-- start --

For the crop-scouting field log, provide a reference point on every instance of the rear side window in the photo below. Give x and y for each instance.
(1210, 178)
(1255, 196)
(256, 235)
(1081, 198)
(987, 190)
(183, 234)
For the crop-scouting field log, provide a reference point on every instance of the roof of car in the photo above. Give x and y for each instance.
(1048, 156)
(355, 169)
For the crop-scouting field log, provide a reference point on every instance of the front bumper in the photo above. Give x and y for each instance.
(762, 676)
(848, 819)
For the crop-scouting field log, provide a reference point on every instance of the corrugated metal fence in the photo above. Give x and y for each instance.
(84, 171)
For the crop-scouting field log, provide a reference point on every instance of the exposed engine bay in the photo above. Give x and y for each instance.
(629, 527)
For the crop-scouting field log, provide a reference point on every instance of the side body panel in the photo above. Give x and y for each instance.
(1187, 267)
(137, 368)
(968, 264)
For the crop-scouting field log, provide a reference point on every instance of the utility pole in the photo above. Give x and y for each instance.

-- end --

Only the lines from the one containing "of the exposed" to the end of the listing belong in the output, each reproduced exactly.

For the crop-scouting field log, provide a reference point on every instance of the exposed engine bay in the photo above. Give x and y for each instance.
(629, 527)
For the crop-scouting field log, provide a reference point on every instance of the side body panel in the photo above. Give x and y for each instance.
(1187, 267)
(137, 368)
(968, 264)
For the crop-scouting field log, provide a reference point on every instance of the utility pole in the photo above. Give x and y for each instance.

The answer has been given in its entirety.